**Travail à faire**
1. Répondez à ces questions sur le texte consacré à Guy Rocher :
(a) En quelle année Guy Rocher fait-il sa première année à la Faculté de droit ?
(b) Qui est le directeur des études à qui il annonce qu'il quitte la Faculté de droit ?
(c) Quelle faculté le père Georges-Henri Lévesque a-t-il fondée ?
2. Pourriez-vous poursuivre le texte sur le parcours de Guy Rocher après sa dernière phrase ?

**Texte de lecture**
----------------

Du droit à la sociologie

Guy Rocher est né dans une famille de juristes : un grand-père avocat, un arrière-grand-père notaire, la voie est toute tracée à la sortie de ses études collégiales. Tout naturellement, il s’inscrit à la Faculté de droit de l’UdeM. Il y va avec l’idée que le droit l’aidera à mieux connaître la société. Son objectif d’alors n’est pas tant de pratiquer le droit, mais de connaître la société à travers lui.

Au cours de sa première année, en 1944, il souhaite être stagiaire dans un bureau d’avocats, histoire de voir de près à quoi ressemble la pratique du droit. Et là, c’est le constat sans appel : « je me suis rendu compte que j’aimais le droit, mais je n’étais pas heureux dans la pratique du droit et je ne me voyais pas continuer ma vie comme ça. » Il se rend donc au bureau du directeur des études de la Faculté de droit, qui est nul autre que Maximilien Caron, et lui dit : « Monsieur Caron, je quitte. » Et Caron de lui répondre : « dommage, vous avez l’esprit juridique ! »

Il quitte ainsi les études universitaires et devient militant dans les mouvements d’Action catholique où il est très actif, notamment à titre de président de la Jeunesse Étudiante Catholique. Cette expérience lui donne l’occasion de voyager dans l’Europe de l’après-guerre. Il en garde un souvenir enthousiaste, tout en ajoutant : « pendant ce temps-là, je n’étudiais pas … jusqu’à ce que je découvre la sociologie comme la science qui allait m’intéresser. »

À la fin des années 1940, Guy Rocher demande à rencontrer le père Georges-Henri Lévesque, un dominicain, fondateur de la Faculté des sciences sociales, politiques et économiques de l’Université Laval. C’est en l’écoutant lui expliquer ce qu’est sa faculté que Rocher comprend : « c’est ça que je cherche ! »

----------------

**Extraits de données**

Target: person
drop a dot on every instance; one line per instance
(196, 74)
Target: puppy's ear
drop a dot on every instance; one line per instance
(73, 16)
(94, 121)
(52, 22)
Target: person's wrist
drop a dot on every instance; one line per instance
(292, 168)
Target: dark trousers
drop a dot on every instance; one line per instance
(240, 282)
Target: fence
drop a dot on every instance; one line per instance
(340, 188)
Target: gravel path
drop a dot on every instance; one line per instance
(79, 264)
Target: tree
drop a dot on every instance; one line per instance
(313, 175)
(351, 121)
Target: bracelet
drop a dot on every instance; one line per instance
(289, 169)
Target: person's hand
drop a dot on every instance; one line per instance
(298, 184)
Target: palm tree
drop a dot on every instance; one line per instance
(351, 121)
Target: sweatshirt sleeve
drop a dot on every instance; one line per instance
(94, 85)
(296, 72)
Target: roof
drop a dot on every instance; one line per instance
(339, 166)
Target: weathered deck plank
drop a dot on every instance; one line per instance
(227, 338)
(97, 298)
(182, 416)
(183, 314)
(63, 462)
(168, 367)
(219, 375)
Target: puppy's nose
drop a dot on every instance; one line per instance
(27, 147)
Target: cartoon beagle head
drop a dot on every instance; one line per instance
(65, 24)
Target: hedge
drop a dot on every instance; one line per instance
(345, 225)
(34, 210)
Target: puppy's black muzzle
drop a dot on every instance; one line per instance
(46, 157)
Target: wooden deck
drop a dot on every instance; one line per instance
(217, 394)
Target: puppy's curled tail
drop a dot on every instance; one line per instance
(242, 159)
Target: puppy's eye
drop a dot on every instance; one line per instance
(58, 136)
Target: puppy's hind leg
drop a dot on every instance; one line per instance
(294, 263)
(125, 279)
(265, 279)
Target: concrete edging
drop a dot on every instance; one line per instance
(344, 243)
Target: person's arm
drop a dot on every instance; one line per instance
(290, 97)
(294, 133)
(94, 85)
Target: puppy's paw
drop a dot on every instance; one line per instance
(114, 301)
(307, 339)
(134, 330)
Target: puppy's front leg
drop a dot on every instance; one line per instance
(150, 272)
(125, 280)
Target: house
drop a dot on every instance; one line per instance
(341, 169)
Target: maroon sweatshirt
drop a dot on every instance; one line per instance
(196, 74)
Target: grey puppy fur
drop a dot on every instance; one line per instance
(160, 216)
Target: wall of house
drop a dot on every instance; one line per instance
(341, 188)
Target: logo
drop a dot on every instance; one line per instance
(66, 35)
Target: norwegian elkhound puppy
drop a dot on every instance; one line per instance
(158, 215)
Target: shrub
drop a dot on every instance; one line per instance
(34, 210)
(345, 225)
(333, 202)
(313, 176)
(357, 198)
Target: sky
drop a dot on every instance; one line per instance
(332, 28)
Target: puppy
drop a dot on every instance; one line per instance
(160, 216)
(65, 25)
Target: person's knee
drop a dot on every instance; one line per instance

----------------

**Réponses par tâche**
1.
(a) En 1944.
(b) Maximilien Caron.
(c) La Faculté des sciences sociales, politiques et économiques de l'Université Laval.

2.
Et c’est ainsi qu’il s’inscrit en sociologie à l’Université Laval, pour trois ans, sous la direction du père Lévesque, à la fois doyen, mais aussi conseiller pour le petit groupe d’étudiants de l’époque. Guy Rocher précise, avec une certaine émotion : « On pouvait aller voir le père Lévesque, causer avec lui et bénéficier de ses conseils. »

En 1950, Guy Rocher termine sa maîtrise à l’Université Laval. Avec l’appui du père Lévesque, il s’inscrit au doctorat auprès du sociologue Talcott Parsons, à l’Université Harvard. Il reste sur place deux années, le temps de suivre des séminaires. Il retourne ensuite à l’Université Laval pour enseigner, tout en poursuivant la rédaction de sa thèse qu’il déposera en 1957.

Le CRDP : une histoire qui a commencé il y a 46 ans

En 1976, Andrée Lajoie, directrice du CRDP, demande à Rocher, professeur au Département de sociologie de l’UdeM, de participer au comité consultatif du Centre de recherche[1]. « Mon premier contact avec le CRDP, c’était comme membre de ce comité, bénévolement. » Puis, Andrée Lajoie lui propose de devenir chercheur à part entière au Centre. C’est sans compter l’appel de Camille Laurin, ministre d’État au Développement culturel, qui lui offre un poste de sous-ministre, mandat au cours duquel Guy Rocher met en route la politique linguistique qui aboutira à la Charte de la langue française, la fameuse Loi 101.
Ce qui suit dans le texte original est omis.